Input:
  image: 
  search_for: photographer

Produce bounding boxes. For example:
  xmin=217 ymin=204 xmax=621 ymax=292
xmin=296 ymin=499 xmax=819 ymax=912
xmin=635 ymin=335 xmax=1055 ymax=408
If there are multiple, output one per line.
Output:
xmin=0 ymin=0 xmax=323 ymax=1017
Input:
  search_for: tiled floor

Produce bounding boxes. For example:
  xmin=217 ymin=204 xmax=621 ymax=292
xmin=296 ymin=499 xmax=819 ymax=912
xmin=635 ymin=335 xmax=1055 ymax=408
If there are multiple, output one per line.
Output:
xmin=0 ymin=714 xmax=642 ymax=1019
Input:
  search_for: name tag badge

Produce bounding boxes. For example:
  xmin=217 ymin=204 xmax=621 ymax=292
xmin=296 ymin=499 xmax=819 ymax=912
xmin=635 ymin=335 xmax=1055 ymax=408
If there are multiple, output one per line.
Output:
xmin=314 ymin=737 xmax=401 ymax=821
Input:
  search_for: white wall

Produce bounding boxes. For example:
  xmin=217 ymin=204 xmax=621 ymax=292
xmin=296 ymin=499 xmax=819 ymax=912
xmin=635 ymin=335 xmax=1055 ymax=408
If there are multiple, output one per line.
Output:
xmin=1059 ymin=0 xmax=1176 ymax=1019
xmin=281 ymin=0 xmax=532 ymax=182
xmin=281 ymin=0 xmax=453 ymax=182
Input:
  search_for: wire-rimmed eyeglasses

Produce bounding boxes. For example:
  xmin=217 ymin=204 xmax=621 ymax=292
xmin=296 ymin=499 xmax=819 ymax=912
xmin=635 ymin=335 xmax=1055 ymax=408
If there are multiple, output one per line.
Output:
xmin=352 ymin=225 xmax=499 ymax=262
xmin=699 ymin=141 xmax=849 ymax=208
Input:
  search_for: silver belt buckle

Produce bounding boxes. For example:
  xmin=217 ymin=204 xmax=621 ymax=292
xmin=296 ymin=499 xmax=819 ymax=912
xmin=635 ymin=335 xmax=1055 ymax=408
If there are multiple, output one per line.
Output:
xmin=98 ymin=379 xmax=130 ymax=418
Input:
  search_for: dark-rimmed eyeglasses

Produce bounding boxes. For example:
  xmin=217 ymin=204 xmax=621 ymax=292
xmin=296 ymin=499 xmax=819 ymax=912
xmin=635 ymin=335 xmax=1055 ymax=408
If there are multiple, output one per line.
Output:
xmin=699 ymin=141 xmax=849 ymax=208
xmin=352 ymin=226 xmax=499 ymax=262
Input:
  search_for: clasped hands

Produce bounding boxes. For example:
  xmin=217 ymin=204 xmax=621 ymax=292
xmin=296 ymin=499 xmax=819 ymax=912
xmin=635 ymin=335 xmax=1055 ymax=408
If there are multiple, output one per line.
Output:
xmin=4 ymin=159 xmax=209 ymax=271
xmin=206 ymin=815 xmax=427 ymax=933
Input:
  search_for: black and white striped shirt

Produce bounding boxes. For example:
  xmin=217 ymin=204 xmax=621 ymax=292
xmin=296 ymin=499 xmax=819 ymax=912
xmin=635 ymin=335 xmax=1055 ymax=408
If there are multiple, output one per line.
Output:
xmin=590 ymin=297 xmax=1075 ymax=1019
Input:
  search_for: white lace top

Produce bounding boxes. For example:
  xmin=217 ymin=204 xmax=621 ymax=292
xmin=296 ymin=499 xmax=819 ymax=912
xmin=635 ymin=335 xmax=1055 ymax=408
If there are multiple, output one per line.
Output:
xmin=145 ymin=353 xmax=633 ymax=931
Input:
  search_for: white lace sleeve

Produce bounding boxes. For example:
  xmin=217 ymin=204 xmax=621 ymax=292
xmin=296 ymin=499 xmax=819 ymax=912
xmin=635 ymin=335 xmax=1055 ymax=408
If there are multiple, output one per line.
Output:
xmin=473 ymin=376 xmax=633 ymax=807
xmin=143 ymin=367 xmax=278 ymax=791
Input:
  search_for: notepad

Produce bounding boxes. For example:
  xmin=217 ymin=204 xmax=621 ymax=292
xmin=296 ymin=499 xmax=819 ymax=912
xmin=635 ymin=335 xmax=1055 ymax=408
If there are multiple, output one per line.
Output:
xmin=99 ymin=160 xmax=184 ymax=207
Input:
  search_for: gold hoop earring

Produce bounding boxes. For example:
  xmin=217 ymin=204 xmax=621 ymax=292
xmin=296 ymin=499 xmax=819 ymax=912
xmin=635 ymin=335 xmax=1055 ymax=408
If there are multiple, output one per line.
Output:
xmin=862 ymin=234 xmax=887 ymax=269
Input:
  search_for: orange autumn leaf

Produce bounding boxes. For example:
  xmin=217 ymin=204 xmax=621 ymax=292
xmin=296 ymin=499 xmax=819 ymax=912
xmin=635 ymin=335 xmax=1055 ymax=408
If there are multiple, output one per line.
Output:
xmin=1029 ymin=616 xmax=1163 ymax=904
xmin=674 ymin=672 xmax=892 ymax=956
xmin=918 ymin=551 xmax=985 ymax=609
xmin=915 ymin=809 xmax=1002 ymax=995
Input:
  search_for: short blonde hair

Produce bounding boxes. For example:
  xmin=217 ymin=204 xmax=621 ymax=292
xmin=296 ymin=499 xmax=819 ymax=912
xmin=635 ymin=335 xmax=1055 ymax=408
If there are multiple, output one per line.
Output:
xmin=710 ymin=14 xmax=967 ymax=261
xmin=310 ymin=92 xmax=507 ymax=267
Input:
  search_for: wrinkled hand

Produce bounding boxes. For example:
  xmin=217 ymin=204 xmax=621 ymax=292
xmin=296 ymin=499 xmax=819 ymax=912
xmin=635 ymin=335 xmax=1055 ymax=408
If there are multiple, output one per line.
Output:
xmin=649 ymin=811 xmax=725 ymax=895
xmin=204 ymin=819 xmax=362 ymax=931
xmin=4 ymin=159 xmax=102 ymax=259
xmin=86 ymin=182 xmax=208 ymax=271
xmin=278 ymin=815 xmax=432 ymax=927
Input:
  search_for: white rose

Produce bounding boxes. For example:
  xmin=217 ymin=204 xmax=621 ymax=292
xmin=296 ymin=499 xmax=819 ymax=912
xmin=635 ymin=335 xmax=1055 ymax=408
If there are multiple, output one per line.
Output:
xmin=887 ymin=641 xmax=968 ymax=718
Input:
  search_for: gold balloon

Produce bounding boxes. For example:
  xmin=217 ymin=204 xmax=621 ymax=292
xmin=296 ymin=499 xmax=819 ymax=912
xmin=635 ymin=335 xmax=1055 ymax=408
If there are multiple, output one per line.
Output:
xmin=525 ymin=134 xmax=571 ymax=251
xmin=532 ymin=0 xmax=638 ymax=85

• WRITTEN TASK: Copy out every line of the items above that contains the string "rimmed".

• RESULT BELOW:
  search_for: wire-rimmed eyeglasses
  search_for: dark-rimmed eyeglasses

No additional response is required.